Ainda outro argumento é o de que estes não
eram irmãos de sangue de Jesus, mas sim irmãos no sentido afetivo de
partidários. Segundo os defensores desta hipótese, era comum naquela região
chamar um colega de irmão, algo como uma denominação coletiva, para incentivar
o espírito de coleguismo, entre membros de um grupo de colegionários. Porém, o
argumento não se encaixa na passagem acima, uma vez que ela diferencia a mãe,
os irmãos e as irmãs de Jesus, do contrário poderia ter agrupado todos (mãe,
irmãos e irmãs) sob a denominação coletiva de irmãos. Também, uma passagem do Evangelho
de João contraria este argumento, quando seus irmãos disseram a Jesus na
tentativa de evitá-lo: “Parte daqui e vai para a Judéia, a fim de que também os
seus discípulos vejam as obras que fazes. Pois quem deseja ser conhecido em
público não faz coisa alguma ocultamente. Já que fazes estas coisas, revela-se
ao mundo. Com efeito, nem mesmo os seus irmãos acreditavam nele” (Jo. 7:03-5).

RESOLVA O SEGUINTE ::
A - Qual evangelho o trecho cita para contrariar o argumento de que eram irmãos só no sentido afetivo?
B - Segundo o trecho, quais membros da família de Jesus a passagem mencionada diferencia entre si?

LINHAS ::
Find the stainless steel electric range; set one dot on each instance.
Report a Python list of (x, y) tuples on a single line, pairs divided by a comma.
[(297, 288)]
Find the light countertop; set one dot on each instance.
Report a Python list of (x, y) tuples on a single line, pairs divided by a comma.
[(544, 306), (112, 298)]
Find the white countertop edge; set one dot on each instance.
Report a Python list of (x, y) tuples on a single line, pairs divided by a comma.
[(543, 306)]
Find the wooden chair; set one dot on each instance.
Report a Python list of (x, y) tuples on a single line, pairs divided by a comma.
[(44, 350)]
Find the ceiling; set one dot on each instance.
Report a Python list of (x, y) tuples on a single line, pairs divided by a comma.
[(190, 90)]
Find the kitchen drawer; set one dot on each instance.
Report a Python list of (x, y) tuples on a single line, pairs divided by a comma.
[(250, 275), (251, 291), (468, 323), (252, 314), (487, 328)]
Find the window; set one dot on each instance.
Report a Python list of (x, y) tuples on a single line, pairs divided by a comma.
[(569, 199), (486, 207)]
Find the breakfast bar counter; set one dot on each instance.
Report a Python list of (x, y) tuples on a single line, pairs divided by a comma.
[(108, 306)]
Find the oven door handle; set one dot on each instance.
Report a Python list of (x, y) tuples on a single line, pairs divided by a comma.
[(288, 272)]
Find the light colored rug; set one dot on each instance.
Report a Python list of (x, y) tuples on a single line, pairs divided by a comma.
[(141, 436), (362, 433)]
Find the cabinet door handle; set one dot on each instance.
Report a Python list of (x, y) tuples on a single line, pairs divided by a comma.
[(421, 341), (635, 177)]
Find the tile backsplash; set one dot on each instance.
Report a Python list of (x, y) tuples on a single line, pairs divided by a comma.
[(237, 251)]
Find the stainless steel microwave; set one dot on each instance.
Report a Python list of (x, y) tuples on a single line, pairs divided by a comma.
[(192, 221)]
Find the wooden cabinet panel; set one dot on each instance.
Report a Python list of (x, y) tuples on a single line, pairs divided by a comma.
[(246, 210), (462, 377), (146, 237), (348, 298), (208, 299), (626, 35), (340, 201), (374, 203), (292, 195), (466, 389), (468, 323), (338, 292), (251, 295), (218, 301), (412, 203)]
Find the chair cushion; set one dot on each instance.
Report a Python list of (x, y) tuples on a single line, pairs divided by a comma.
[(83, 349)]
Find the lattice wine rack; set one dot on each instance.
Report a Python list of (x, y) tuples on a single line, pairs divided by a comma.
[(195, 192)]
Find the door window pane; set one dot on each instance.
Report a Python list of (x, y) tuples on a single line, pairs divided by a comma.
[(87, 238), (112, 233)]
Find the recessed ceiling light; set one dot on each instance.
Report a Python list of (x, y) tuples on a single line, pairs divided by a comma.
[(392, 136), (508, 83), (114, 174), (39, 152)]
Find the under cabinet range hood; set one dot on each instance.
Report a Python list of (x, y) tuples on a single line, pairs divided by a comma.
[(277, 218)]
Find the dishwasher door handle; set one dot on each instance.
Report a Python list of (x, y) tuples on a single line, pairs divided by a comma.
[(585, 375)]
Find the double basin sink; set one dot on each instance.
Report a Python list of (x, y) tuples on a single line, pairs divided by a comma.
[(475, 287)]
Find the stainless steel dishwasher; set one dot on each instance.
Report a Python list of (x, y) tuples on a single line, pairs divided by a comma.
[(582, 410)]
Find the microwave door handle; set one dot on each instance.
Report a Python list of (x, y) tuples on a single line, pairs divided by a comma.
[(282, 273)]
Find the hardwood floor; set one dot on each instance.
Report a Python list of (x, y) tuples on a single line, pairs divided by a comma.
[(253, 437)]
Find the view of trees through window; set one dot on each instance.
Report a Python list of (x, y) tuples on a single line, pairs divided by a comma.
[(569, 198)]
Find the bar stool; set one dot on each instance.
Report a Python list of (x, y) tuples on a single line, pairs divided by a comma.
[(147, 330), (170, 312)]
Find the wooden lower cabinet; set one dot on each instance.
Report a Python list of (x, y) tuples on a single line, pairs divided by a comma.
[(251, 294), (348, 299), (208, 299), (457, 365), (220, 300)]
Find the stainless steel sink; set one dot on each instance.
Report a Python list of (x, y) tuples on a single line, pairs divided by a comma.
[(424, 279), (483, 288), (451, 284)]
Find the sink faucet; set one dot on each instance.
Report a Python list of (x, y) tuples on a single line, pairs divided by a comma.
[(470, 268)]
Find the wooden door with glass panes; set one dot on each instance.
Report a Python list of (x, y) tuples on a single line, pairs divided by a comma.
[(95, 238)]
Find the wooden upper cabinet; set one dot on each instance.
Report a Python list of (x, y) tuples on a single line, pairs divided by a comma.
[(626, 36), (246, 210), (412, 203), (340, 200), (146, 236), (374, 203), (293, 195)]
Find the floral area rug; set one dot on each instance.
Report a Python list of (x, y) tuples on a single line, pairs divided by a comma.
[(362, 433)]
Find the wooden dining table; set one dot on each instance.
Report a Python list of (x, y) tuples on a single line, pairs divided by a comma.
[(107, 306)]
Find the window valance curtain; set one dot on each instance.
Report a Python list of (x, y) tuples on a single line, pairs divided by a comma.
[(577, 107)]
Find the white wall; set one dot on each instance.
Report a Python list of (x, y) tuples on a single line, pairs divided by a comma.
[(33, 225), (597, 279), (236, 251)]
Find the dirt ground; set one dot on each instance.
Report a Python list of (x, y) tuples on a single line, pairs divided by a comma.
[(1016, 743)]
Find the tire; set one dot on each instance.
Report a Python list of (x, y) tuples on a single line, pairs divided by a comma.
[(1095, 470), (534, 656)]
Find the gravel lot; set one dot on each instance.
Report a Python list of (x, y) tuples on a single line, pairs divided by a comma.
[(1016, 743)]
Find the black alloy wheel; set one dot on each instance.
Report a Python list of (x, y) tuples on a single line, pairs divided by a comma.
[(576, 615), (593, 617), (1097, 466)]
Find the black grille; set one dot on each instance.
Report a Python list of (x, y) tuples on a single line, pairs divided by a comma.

SOLUÇÕES ::
A - O Evangelho de João (Jo. 7:03-5).

B - A mãe, os irmãos e as irmãs de Jesus.